[[ DATA EXCERPTS, beginning ]]
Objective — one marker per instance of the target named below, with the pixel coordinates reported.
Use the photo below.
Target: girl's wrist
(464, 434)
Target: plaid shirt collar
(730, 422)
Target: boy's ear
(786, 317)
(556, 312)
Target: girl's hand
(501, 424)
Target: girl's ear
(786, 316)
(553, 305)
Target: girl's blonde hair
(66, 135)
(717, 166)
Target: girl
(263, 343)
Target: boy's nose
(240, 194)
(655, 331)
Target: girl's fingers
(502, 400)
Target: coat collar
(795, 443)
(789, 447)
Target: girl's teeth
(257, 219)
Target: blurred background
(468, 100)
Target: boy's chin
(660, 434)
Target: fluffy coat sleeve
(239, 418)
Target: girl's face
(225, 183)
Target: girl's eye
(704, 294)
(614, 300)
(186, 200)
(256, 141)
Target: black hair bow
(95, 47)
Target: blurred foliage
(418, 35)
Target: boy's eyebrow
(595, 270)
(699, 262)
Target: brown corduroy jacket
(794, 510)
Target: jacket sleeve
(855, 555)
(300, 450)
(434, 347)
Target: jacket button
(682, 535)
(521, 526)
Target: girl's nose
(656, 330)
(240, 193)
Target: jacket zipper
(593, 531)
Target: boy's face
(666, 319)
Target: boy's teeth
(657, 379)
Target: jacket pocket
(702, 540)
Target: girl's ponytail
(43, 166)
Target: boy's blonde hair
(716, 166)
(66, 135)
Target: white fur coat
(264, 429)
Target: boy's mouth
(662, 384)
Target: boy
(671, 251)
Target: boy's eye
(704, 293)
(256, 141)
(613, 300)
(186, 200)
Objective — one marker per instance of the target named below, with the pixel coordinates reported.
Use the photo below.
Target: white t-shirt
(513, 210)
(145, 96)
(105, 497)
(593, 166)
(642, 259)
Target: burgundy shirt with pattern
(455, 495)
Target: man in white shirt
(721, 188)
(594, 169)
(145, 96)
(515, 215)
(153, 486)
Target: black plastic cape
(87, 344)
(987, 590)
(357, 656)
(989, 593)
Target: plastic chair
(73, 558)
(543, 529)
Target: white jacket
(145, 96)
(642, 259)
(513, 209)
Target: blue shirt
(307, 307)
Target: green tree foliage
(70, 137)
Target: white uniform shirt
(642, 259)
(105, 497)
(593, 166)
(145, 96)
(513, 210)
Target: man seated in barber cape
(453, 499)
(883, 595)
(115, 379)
[[ DATA EXCERPTS, end ]]
WORK ITEM> Print the records again in full, exactly as they appear above.

COMPLETED EXERCISE>
Objective — one marker per instance of the target named below, with the pixel coordinates reported.
Use the photo below.
Target: girl's wrist
(464, 434)
Target: plaid shirt collar
(730, 422)
Target: boy's ear
(786, 317)
(556, 312)
Target: girl's hand
(501, 424)
Target: girl's ear
(786, 316)
(553, 305)
Target: girl's blonde hair
(66, 135)
(717, 166)
Target: girl
(263, 343)
Target: boy's nose
(240, 194)
(655, 331)
Target: girl's fingers
(502, 400)
Target: coat collar
(795, 443)
(789, 447)
Target: girl's teeth
(257, 219)
Target: blurred background
(468, 100)
Target: boy's chin
(660, 434)
Target: fluffy coat sleeve
(239, 418)
Target: girl's face
(225, 183)
Target: girl's eye
(704, 294)
(614, 300)
(186, 200)
(256, 141)
Target: black hair bow
(95, 47)
Target: blurred foliage
(418, 35)
Target: boy's eyebrow
(595, 270)
(699, 262)
Target: brown corduroy jacket
(794, 510)
Target: jacket sleeve
(855, 555)
(300, 450)
(434, 347)
Target: jacket button
(682, 535)
(521, 526)
Target: girl's nose
(656, 330)
(240, 193)
Target: jacket zipper
(593, 531)
Target: boy's face
(666, 319)
Target: boy's teeth
(657, 379)
Target: jacket pocket
(702, 540)
Target: girl's ponytail
(43, 166)
Target: boy's blonde hair
(716, 166)
(66, 135)
Target: white fur coat
(264, 429)
Target: boy's mouth
(662, 384)
Target: boy
(671, 251)
Target: boy's eye
(704, 293)
(256, 141)
(613, 300)
(186, 200)
Objective — one marker per instance of the target named below, with the pixel coordinates reported.
Use the photo below.
Target: white t-shirt
(513, 210)
(145, 96)
(105, 497)
(593, 166)
(642, 259)
Target: burgundy shirt with pattern
(455, 495)
Target: man in white shirt
(721, 188)
(594, 169)
(145, 96)
(515, 215)
(153, 486)
Target: black plastic cape
(87, 344)
(987, 590)
(357, 656)
(989, 593)
Target: plastic chair
(73, 558)
(543, 529)
Target: white jacket
(145, 96)
(642, 259)
(513, 209)
Target: blue shirt
(307, 307)
Target: green tree foliage
(70, 137)
Target: white uniform shirt
(642, 259)
(105, 497)
(593, 166)
(145, 96)
(513, 210)
Target: man seated in barber cape
(453, 499)
(883, 595)
(115, 379)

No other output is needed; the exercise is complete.